+++ GIVEN DATA

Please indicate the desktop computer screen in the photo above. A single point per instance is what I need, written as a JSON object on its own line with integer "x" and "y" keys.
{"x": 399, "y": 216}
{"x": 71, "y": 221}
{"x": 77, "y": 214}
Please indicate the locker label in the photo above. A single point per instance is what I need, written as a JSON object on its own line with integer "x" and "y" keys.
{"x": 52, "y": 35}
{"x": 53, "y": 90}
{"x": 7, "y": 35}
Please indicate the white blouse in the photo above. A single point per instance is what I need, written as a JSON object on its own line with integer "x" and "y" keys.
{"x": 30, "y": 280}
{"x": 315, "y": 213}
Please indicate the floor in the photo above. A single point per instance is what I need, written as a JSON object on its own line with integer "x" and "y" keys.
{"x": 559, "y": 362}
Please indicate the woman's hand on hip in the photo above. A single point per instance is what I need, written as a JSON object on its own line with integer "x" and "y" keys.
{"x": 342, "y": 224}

++++++

### EXERCISE DESCRIPTION
Could you add 112 to every x and y coordinate value from the line with "Please indicate the locker" through the final line, and write out each of those lines in full, including the ones that hold no coordinates?

### WRITTEN ANSWER
Please indicate the locker label in the photo above. A single point per instance is what I need, written as a JSON object on its own line with integer "x" and "y" keys.
{"x": 164, "y": 147}
{"x": 165, "y": 202}
{"x": 119, "y": 147}
Please indicate the white blouse in the photo above. A single point per instance is what I need, written as a JSON object on its own line with integer "x" and "y" keys.
{"x": 142, "y": 392}
{"x": 427, "y": 325}
Please indicate the floor in the photo above. A single point per instance is what I need, written as a JSON object on its own line with integer "x" and "y" keys.
{"x": 671, "y": 474}
Please indicate the woman's hand on hip in the photo above. A single point per instance is what I need, written as a JSON object on its own line with integer "x" and "y" keys.
{"x": 454, "y": 336}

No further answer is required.